Isis release brutal execution videos of Mosul 'spies'

Isis has released one of its most gruesome videos to date, showing a series of executions of Iraqi prisoners using a variety of methods including RPG, drowning and tying explosives to the heads of their victims.

Jihadi monitoring service Site Intelligence published images from the video, believed to have been filmed in Nineveh province near Mosul. Their pictures shows five prisoners in red jumpsuits locked in a cage being lowered into water while other images show a number of prisoners sitting in a car before a militant fires an RPG towards it.

In the scene where the men are drowned, the group use underwater cameras to record the prisoners' struggle as they are dragged below the water's surface. The cage is then pulled from the pool to show the men apparently dead and foaming at the mouth.

Another gruesome tactic used by the members of the terror group in the seven-minute video is the attachment of explosives to the heads of seven prisoners, connected together by the explosive necklace, before detonation. All of the scenes appear to be filmed by HD cameras.

Isis allege that the men are spies working for the Iraqi government inside Mosul, Iraq's second city currently under Isis control, against the terror group. Prisoners are made to speak in the video about the crimes they are being accused of and their treatment at the hands of the group.

Benjamin Decker, senior intelligence analyst at geopolitical risk consultancy The Levantine Group, says that the executions are intended to increase fear among the population of Mosul and deter any form of collaboration with the Iraqi government.

"Since September, you have had the rise of several Mosul-based resistance groups," notes Decker. "They have carried out a series of guerilla attacks against mid-level IS commanders which has invigorated people to believe there will be a life in Mosul after Isis."

"Essentially, a lot of these execution videos, which are far more gruesome than the early executions and are often public spectacles, try to demonstrate that the local population will not have a life outside of Isis," he adds. "It shows them that if you try to collaborate with the Iraqi regime, they will kill you in a fashion like this."

Since its rampage across the Middle East last summer, capturing large swathes of territory in Iraq and Syria to create its caliphate, the group have continuously used gruesome propaganda to deter dissent and also to recruit young, brainwashed Western nationals.

The group released videos for a number of Western hostages being beheaded such as the American journalists James Foley and Steven Sotloff, and British aid worker Alan Henning. They also produced a video of them barbarically burning Jordanian pilot Moaz al-Kasasbeh who was part of the US-led coalition fighting the group.

Elsewhere, the group has destroyed the tomb of Sheikh Mohammed Ali near Palmyra after announcing it would begin "removing the landmarks of polytheism" in the area, Rami Abdel Rahman, founder of the monitoring group Syrian Observatory for Human Rights (SOHR), confirmed to Newsweek today.

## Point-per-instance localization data
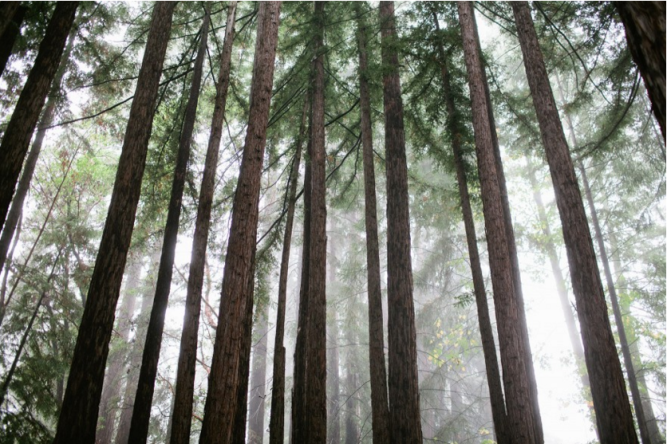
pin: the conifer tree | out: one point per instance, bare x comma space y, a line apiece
81, 403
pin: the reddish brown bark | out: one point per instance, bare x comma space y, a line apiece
521, 421
22, 124
317, 316
403, 381
80, 406
378, 372
277, 422
645, 31
486, 329
185, 375
612, 407
147, 374
220, 410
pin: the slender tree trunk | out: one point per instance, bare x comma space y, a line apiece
645, 31
486, 329
220, 410
80, 407
618, 317
16, 139
610, 398
317, 304
16, 208
378, 372
521, 421
185, 375
258, 380
277, 421
147, 374
147, 291
405, 426
112, 381
10, 34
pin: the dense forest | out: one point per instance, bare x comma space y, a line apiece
327, 222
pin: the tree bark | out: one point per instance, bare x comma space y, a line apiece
618, 317
277, 421
403, 380
612, 407
16, 139
146, 384
645, 31
80, 406
378, 372
316, 356
220, 410
23, 187
112, 381
12, 31
521, 421
486, 329
185, 375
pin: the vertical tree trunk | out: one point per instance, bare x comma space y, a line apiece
12, 31
151, 355
403, 381
80, 406
16, 139
645, 31
112, 381
521, 421
378, 372
317, 314
618, 317
610, 398
185, 375
147, 291
220, 410
258, 380
277, 421
486, 329
23, 187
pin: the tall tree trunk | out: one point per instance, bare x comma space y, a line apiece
521, 420
16, 208
645, 31
12, 31
112, 381
486, 329
277, 421
22, 124
618, 317
258, 380
378, 372
146, 385
185, 374
220, 410
317, 304
80, 406
147, 291
610, 398
403, 380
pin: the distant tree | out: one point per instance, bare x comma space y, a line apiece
81, 403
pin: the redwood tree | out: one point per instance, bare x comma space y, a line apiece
80, 406
403, 382
19, 130
378, 372
221, 409
185, 374
612, 407
521, 420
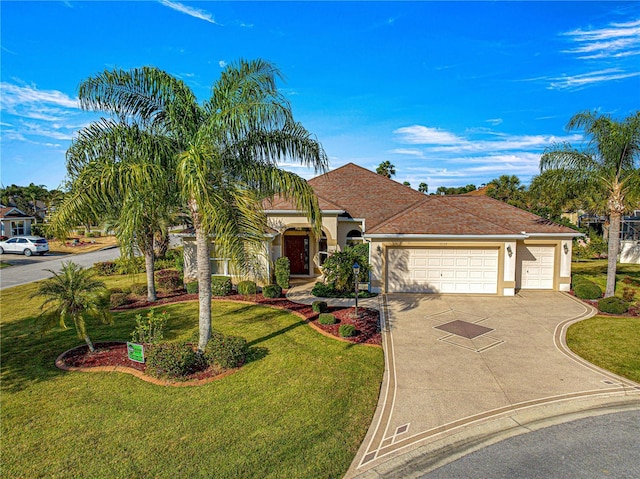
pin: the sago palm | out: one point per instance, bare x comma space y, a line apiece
609, 162
73, 294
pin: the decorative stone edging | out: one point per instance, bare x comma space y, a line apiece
135, 372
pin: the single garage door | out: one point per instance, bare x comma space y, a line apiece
535, 267
442, 270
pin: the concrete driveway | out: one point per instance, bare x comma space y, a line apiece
465, 371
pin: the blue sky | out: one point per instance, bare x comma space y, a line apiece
451, 93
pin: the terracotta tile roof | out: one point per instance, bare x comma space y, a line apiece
391, 208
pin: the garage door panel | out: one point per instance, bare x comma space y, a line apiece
443, 270
535, 267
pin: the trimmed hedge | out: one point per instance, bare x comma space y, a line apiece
172, 360
326, 318
283, 272
139, 289
347, 330
118, 299
247, 287
106, 268
586, 289
221, 286
272, 291
613, 305
168, 280
319, 307
226, 351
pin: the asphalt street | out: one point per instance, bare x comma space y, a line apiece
606, 446
26, 270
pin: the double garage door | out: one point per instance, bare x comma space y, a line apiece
442, 270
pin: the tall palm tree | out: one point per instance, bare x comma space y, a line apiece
73, 294
386, 169
507, 188
121, 169
227, 154
610, 162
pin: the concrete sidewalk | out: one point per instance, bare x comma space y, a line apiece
464, 371
300, 292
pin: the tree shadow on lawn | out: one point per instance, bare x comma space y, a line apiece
28, 356
277, 333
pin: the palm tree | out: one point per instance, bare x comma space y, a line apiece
610, 162
73, 294
227, 153
507, 189
386, 169
121, 170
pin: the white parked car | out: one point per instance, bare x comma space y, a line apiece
26, 245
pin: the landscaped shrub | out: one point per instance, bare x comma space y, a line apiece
272, 291
139, 289
126, 265
172, 360
586, 289
283, 272
319, 307
338, 267
613, 305
327, 290
118, 299
106, 268
322, 290
628, 294
247, 287
150, 329
220, 285
326, 318
226, 351
168, 279
192, 287
347, 330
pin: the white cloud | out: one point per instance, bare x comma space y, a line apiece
193, 12
423, 135
13, 95
586, 79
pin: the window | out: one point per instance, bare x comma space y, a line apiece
219, 266
354, 237
17, 228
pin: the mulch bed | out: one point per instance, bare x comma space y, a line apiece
367, 324
114, 354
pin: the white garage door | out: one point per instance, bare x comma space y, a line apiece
446, 270
535, 267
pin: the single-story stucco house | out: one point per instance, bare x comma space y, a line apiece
14, 222
421, 243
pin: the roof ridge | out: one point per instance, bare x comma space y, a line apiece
520, 210
482, 217
402, 212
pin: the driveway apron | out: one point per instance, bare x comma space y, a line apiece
463, 366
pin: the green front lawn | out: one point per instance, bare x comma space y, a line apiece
610, 342
627, 275
300, 409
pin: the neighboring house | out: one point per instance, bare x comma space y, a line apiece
422, 243
14, 222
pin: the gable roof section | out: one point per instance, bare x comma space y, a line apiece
468, 216
13, 212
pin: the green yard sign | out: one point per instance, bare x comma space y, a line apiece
136, 352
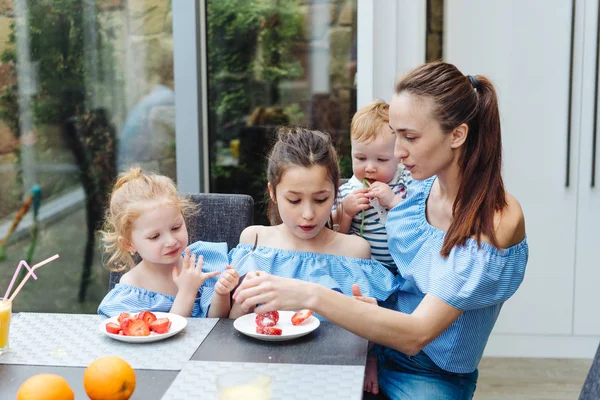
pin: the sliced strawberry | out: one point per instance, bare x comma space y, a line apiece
111, 327
161, 325
268, 330
122, 316
147, 316
301, 316
135, 327
267, 319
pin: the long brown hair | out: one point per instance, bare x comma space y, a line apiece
299, 147
459, 99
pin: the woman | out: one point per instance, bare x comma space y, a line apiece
458, 241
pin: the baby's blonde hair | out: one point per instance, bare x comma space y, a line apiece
367, 121
133, 188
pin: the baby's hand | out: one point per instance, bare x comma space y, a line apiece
355, 202
383, 192
227, 282
190, 276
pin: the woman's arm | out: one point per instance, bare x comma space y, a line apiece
403, 332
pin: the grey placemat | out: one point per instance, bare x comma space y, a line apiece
75, 340
197, 380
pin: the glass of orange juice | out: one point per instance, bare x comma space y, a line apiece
5, 311
244, 385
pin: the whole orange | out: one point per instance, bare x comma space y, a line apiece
45, 387
109, 378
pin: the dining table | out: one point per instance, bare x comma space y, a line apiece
328, 363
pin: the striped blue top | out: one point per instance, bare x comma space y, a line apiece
375, 216
332, 271
127, 298
476, 279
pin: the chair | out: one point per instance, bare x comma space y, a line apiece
591, 386
221, 218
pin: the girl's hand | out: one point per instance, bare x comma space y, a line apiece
272, 293
383, 192
355, 202
189, 277
227, 282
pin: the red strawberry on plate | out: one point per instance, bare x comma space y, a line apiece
122, 316
111, 327
301, 316
135, 327
161, 325
269, 330
147, 316
267, 319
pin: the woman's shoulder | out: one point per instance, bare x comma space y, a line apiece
352, 246
510, 223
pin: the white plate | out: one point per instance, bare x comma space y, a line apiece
246, 324
178, 323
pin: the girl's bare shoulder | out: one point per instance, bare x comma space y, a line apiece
352, 246
249, 234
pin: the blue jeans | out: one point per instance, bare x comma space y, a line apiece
417, 377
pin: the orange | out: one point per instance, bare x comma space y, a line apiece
109, 378
45, 387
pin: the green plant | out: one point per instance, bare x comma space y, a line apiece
250, 46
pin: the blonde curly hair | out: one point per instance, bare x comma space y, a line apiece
132, 189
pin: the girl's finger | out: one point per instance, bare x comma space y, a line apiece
186, 257
242, 294
265, 307
211, 274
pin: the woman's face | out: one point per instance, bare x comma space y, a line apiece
420, 143
304, 197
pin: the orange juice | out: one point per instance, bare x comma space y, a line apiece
247, 386
5, 311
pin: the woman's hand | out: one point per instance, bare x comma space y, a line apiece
355, 202
227, 281
189, 277
272, 293
383, 192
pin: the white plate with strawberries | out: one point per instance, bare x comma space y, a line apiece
277, 325
143, 327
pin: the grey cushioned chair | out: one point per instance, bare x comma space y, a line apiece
591, 386
221, 218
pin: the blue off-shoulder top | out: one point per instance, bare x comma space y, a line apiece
127, 298
335, 272
476, 278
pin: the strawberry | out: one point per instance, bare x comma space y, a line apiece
161, 325
111, 327
267, 319
301, 316
122, 316
135, 327
268, 330
147, 316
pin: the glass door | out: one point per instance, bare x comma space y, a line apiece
271, 63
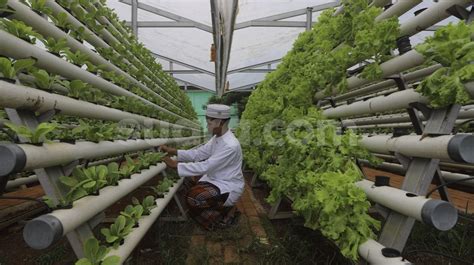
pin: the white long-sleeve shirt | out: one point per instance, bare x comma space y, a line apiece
219, 161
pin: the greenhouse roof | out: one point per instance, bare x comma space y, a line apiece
181, 32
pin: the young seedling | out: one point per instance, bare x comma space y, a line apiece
43, 80
5, 11
113, 175
39, 6
56, 47
61, 20
10, 68
118, 231
148, 204
77, 58
133, 212
94, 254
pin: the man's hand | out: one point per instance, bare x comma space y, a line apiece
170, 162
169, 150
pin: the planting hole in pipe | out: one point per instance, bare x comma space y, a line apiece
390, 253
381, 181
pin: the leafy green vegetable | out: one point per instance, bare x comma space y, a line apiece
288, 142
147, 204
61, 20
43, 80
95, 254
40, 6
78, 58
10, 68
118, 230
56, 46
452, 47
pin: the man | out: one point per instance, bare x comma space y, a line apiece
212, 198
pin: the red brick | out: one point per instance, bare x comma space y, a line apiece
230, 255
198, 240
214, 248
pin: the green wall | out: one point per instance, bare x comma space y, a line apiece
200, 99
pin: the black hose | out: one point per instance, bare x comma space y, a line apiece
446, 184
436, 253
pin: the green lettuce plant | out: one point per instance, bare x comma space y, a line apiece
10, 68
44, 80
452, 47
56, 46
94, 254
147, 204
116, 233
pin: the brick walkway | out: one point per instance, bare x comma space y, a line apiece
225, 246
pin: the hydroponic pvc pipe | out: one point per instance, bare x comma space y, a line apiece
448, 176
397, 9
435, 13
408, 78
459, 148
446, 164
22, 97
145, 223
14, 47
95, 41
16, 158
467, 112
21, 181
439, 214
47, 29
395, 101
43, 231
111, 39
394, 66
373, 252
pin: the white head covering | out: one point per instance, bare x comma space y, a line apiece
218, 111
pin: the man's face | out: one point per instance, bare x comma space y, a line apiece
213, 125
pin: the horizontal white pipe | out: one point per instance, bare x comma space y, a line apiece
47, 29
21, 181
23, 97
395, 101
371, 251
439, 214
466, 113
111, 39
97, 42
408, 78
398, 9
391, 125
53, 154
435, 13
448, 176
394, 66
42, 231
14, 47
459, 147
448, 163
145, 223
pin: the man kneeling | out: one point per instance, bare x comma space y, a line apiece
212, 198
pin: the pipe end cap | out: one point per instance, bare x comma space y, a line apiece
440, 214
42, 232
461, 148
12, 159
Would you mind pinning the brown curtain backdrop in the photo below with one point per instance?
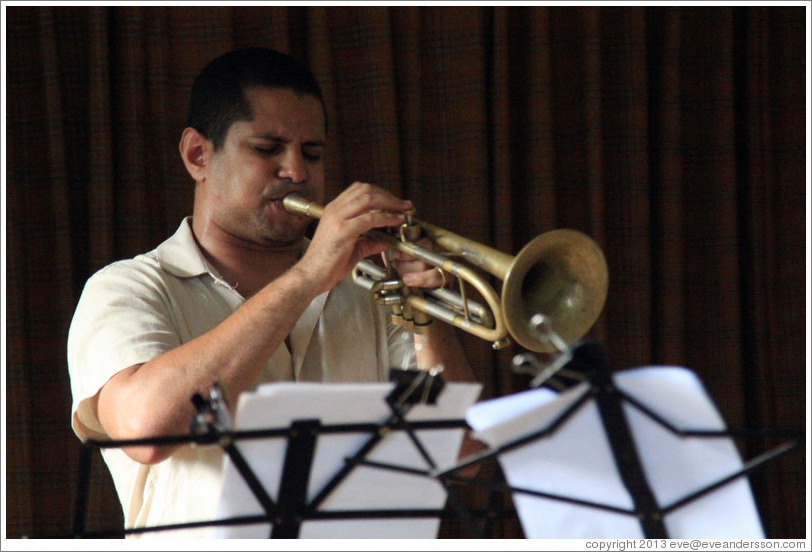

## Assigned task
Condense the paragraph in the article on the Mosul execution videos that begins "Benjamin Decker, senior intelligence analyst" into one shorter sentence that keeps its main facts.

## Solution for this exercise
Benjamin Decker of the geopolitical risk consultancy The Levantine Group says the executions aim to heighten fear in Mosul and discourage collaboration with the Iraqi government.